**THE DATA**
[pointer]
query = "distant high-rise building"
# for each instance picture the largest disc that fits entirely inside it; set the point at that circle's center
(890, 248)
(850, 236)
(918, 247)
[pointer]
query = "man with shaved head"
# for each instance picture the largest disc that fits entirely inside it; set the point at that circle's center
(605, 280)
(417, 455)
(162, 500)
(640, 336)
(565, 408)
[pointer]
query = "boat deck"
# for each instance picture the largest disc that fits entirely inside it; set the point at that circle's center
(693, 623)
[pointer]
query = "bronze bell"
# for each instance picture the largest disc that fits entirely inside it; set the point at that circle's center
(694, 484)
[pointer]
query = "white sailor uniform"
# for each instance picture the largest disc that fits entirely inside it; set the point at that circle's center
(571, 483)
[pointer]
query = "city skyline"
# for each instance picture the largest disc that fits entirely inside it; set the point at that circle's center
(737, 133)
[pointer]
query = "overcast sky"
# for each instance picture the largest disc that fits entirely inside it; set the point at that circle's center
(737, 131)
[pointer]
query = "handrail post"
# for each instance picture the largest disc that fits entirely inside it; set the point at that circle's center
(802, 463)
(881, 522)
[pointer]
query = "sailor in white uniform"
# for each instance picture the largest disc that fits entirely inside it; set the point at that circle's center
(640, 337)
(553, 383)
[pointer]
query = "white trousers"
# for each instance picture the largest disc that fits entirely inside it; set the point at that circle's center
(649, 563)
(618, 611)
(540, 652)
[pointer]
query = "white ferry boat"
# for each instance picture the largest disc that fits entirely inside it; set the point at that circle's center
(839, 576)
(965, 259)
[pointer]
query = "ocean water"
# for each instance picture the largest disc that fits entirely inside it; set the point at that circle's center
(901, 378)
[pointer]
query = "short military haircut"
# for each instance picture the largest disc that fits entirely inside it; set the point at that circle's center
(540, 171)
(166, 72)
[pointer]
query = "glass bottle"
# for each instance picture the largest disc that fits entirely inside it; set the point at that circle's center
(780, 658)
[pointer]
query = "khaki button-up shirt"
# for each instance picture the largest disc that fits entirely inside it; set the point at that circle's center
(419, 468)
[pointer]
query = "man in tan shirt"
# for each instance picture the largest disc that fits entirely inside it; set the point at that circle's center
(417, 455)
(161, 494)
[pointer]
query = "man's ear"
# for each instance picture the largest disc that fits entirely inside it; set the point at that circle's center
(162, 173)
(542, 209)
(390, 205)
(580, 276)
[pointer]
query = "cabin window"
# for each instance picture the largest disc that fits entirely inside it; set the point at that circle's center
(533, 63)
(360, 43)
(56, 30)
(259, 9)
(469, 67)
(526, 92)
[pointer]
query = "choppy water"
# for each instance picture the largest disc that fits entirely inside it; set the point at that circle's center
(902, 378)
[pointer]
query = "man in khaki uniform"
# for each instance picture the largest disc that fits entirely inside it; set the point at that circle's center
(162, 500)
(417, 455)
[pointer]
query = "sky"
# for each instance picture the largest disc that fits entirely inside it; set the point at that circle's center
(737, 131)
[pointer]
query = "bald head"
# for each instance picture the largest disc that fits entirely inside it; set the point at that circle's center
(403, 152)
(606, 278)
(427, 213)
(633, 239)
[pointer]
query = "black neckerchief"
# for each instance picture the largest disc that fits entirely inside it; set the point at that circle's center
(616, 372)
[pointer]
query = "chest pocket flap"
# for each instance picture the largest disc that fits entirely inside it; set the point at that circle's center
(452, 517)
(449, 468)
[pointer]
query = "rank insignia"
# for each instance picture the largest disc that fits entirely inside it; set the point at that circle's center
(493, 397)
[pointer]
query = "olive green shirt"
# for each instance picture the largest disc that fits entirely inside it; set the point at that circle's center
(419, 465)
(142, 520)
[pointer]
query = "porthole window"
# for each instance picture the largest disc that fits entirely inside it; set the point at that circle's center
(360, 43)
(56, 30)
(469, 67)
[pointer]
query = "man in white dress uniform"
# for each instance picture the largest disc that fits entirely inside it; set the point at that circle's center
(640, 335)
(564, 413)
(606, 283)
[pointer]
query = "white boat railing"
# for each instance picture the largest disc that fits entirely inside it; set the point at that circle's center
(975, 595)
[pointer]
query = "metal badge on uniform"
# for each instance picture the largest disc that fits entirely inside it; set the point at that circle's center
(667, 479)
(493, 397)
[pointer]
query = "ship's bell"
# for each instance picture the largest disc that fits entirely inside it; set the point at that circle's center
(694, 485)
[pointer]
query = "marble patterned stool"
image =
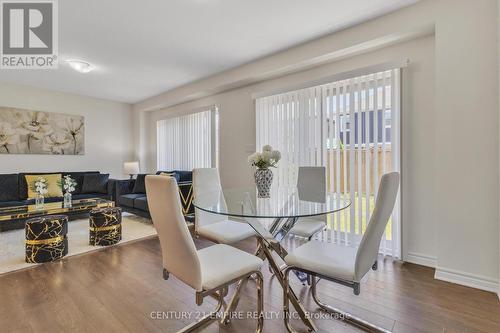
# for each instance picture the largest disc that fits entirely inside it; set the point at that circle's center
(105, 226)
(46, 238)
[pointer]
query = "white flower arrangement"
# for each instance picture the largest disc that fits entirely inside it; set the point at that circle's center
(41, 186)
(268, 158)
(69, 184)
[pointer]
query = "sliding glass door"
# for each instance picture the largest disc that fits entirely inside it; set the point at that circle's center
(352, 128)
(188, 142)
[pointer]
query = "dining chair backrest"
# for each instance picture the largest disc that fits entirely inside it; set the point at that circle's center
(311, 185)
(370, 243)
(207, 180)
(177, 246)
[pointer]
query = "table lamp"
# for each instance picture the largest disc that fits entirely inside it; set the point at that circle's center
(131, 168)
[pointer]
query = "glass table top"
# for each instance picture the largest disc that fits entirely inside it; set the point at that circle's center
(272, 218)
(284, 202)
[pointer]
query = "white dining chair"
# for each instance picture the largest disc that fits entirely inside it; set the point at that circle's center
(215, 227)
(310, 182)
(345, 264)
(210, 271)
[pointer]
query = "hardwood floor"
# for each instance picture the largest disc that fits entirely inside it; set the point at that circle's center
(118, 290)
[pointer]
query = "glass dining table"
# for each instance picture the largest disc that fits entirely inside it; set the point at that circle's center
(272, 219)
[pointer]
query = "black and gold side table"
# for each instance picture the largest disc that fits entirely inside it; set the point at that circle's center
(105, 226)
(46, 238)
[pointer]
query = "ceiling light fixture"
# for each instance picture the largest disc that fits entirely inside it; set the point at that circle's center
(80, 66)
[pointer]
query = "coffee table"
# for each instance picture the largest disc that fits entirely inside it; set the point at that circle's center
(14, 217)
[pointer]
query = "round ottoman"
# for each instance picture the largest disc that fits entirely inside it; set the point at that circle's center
(105, 226)
(46, 238)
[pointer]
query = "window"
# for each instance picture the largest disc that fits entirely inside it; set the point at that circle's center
(350, 127)
(188, 142)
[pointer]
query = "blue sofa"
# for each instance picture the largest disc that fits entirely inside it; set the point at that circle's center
(131, 196)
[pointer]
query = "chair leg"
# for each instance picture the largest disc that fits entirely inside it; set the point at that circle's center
(260, 302)
(286, 305)
(339, 314)
(204, 320)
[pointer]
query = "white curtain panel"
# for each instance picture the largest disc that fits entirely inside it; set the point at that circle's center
(185, 143)
(352, 127)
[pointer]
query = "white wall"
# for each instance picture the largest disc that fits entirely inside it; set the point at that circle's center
(108, 131)
(237, 130)
(457, 191)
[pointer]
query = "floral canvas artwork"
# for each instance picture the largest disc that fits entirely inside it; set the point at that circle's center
(37, 132)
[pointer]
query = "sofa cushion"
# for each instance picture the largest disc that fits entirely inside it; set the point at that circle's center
(78, 177)
(141, 203)
(9, 187)
(140, 184)
(95, 183)
(89, 196)
(128, 199)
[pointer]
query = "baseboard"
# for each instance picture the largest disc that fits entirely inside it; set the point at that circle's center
(466, 279)
(421, 259)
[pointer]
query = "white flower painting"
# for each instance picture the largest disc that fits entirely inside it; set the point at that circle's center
(37, 132)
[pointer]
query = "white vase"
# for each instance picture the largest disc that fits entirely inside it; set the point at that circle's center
(263, 181)
(67, 200)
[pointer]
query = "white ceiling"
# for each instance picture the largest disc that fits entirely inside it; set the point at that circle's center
(143, 48)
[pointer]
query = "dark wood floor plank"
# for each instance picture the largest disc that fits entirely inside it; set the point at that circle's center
(119, 288)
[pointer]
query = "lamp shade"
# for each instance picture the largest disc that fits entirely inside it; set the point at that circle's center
(131, 168)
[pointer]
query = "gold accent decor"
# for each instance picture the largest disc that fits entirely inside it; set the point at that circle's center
(27, 211)
(107, 228)
(53, 185)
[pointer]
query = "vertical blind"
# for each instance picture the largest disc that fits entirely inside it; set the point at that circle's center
(186, 142)
(352, 127)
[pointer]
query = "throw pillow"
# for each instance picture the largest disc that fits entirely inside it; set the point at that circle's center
(53, 181)
(140, 184)
(95, 183)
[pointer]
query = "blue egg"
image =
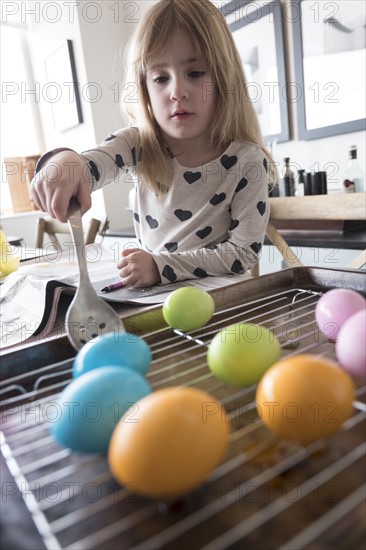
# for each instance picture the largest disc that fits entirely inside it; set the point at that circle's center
(119, 349)
(89, 408)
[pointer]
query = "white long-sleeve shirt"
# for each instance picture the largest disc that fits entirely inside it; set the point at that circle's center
(212, 221)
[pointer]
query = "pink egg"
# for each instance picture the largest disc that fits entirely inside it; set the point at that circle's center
(351, 345)
(335, 307)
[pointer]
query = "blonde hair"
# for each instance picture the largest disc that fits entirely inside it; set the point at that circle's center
(235, 117)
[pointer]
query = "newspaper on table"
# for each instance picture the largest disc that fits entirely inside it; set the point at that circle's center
(30, 297)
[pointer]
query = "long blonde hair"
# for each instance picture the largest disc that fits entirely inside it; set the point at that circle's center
(235, 117)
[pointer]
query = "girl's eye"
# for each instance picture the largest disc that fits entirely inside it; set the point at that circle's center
(160, 79)
(196, 74)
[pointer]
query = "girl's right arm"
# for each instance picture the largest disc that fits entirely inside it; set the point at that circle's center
(62, 176)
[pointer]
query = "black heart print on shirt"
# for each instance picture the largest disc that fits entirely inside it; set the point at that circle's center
(202, 233)
(153, 224)
(169, 273)
(183, 215)
(119, 161)
(241, 185)
(191, 177)
(228, 162)
(261, 207)
(216, 199)
(171, 247)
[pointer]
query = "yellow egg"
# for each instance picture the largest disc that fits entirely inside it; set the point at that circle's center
(305, 397)
(169, 442)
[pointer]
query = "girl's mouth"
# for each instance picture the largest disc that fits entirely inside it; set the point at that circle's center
(182, 115)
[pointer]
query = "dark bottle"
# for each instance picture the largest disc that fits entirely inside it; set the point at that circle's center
(288, 179)
(353, 178)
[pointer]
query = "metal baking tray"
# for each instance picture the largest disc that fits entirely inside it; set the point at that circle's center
(268, 493)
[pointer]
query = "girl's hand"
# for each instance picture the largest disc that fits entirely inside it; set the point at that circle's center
(62, 177)
(138, 268)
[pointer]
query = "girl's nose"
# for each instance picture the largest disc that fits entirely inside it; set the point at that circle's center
(179, 90)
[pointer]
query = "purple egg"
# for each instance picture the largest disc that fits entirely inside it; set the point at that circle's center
(335, 307)
(351, 345)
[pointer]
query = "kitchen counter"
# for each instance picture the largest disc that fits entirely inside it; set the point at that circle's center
(353, 240)
(327, 238)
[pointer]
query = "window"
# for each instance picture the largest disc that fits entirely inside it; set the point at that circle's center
(19, 107)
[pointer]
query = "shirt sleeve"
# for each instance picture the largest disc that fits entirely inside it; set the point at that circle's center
(116, 157)
(242, 248)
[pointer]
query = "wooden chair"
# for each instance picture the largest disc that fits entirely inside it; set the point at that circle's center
(337, 207)
(52, 228)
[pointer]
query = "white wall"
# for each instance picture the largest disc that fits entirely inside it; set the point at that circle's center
(100, 31)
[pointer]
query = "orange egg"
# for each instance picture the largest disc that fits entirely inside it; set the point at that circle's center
(169, 442)
(305, 397)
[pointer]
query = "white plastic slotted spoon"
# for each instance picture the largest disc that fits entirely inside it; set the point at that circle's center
(88, 315)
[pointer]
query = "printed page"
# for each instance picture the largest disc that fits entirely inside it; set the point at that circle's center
(23, 293)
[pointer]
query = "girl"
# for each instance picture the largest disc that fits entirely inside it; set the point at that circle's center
(194, 150)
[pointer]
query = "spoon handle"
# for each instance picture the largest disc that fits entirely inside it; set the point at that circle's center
(76, 227)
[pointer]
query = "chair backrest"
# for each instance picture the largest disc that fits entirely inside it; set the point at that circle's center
(336, 207)
(52, 228)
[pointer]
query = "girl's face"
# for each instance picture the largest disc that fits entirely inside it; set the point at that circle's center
(182, 93)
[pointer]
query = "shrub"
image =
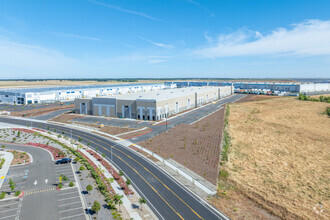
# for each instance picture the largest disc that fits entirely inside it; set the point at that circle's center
(223, 174)
(17, 193)
(89, 188)
(2, 195)
(96, 206)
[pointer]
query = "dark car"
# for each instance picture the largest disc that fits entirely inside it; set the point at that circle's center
(63, 160)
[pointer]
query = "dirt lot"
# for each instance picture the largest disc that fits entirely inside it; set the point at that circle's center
(195, 146)
(279, 158)
(40, 111)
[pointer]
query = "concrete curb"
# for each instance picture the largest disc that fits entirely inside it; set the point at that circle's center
(5, 167)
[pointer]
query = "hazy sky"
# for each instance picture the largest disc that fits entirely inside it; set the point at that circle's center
(164, 38)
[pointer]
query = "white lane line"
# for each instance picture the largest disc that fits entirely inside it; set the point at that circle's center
(67, 193)
(8, 216)
(70, 209)
(72, 216)
(69, 198)
(9, 210)
(69, 204)
(10, 204)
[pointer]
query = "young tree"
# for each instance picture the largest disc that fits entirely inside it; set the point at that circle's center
(96, 206)
(89, 188)
(142, 201)
(128, 182)
(12, 185)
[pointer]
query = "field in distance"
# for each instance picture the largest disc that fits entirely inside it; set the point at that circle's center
(279, 159)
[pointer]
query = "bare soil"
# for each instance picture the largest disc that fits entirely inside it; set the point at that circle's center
(135, 134)
(195, 146)
(40, 111)
(279, 159)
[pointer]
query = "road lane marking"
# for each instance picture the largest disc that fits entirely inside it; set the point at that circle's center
(70, 209)
(69, 198)
(72, 216)
(9, 210)
(8, 216)
(94, 138)
(69, 204)
(67, 193)
(10, 204)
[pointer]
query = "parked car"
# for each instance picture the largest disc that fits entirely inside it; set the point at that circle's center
(63, 160)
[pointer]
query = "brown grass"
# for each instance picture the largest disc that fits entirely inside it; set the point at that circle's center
(196, 146)
(40, 111)
(280, 155)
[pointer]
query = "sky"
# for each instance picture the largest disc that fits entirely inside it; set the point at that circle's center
(164, 39)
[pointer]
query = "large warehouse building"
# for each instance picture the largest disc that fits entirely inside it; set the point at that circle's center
(153, 105)
(53, 94)
(281, 87)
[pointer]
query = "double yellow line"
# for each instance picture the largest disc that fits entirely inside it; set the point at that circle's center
(84, 135)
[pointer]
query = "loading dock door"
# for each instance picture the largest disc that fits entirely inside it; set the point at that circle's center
(141, 113)
(126, 111)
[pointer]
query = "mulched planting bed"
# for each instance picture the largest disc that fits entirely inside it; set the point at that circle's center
(195, 146)
(24, 130)
(57, 153)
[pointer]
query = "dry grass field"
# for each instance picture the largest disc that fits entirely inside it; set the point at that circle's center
(279, 158)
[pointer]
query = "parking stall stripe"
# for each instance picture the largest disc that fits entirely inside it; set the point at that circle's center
(67, 193)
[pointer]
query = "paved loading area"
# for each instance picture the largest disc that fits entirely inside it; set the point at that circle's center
(189, 117)
(38, 181)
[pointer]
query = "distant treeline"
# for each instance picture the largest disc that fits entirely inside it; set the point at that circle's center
(137, 79)
(319, 99)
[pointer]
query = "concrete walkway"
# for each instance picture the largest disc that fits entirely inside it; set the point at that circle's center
(5, 167)
(128, 205)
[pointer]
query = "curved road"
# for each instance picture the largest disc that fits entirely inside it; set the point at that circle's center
(166, 197)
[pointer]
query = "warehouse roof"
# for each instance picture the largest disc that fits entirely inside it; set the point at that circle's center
(163, 94)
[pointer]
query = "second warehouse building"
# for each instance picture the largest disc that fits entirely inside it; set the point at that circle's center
(151, 105)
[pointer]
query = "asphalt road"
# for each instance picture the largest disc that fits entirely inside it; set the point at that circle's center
(41, 200)
(165, 196)
(187, 118)
(51, 115)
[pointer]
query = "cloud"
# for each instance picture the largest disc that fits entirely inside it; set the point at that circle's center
(75, 36)
(118, 8)
(167, 46)
(201, 6)
(20, 58)
(207, 37)
(309, 38)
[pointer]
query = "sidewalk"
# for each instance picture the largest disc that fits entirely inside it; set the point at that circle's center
(5, 167)
(128, 205)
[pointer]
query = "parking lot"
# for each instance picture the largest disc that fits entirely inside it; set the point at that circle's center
(41, 199)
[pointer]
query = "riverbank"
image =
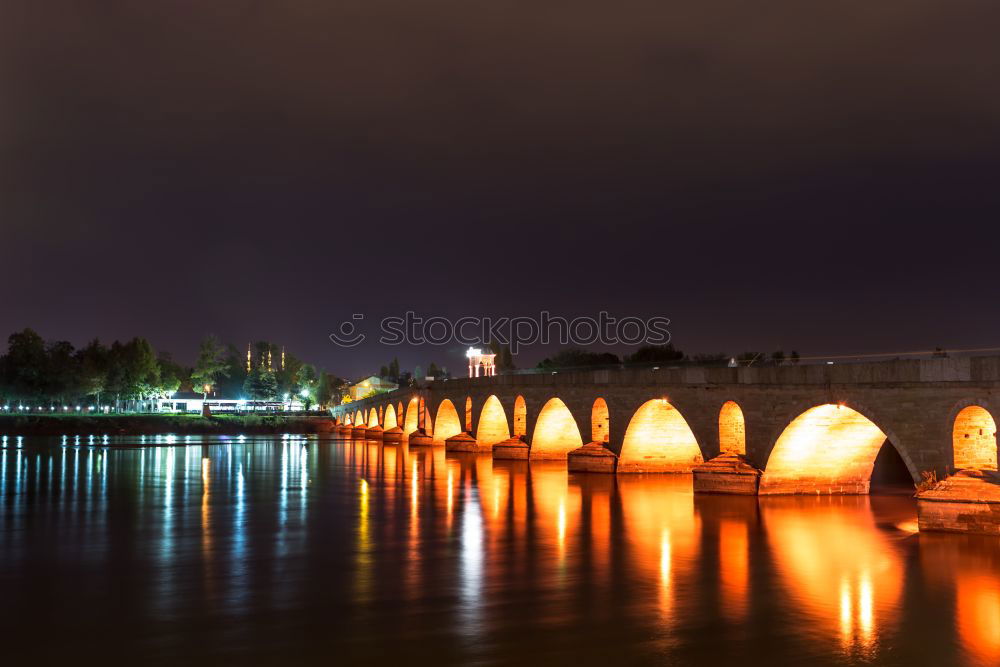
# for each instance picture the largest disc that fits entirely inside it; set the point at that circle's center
(15, 425)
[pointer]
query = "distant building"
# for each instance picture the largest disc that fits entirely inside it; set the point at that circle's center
(370, 383)
(480, 363)
(191, 402)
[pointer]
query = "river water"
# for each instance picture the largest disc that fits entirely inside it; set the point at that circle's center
(287, 550)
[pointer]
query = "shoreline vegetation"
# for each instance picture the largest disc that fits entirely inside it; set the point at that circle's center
(162, 424)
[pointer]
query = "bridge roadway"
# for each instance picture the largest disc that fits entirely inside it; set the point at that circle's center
(806, 428)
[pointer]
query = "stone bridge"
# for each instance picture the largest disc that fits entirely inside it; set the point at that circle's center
(798, 428)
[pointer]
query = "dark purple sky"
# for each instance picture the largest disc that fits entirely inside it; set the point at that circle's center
(784, 174)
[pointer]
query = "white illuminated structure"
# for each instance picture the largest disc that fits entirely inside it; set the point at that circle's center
(481, 364)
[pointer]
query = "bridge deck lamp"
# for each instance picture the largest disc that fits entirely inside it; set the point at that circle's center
(481, 364)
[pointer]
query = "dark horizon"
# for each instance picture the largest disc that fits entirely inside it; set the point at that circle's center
(817, 178)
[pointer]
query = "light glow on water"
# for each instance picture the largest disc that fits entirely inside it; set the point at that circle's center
(467, 559)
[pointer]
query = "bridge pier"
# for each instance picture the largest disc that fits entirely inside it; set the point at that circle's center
(592, 457)
(966, 502)
(419, 438)
(463, 442)
(727, 473)
(511, 449)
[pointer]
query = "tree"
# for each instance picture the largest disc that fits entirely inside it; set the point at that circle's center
(750, 358)
(25, 364)
(92, 362)
(307, 381)
(141, 372)
(211, 365)
(656, 354)
(60, 379)
(172, 375)
(261, 384)
(574, 357)
(327, 389)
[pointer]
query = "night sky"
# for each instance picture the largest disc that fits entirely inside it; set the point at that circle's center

**WORK INSTRUCTION**
Bring together all lines from the listing that contain the word "lane".

**WRITTEN SOLUTION**
query = "white lane line"
query = "road lane marking"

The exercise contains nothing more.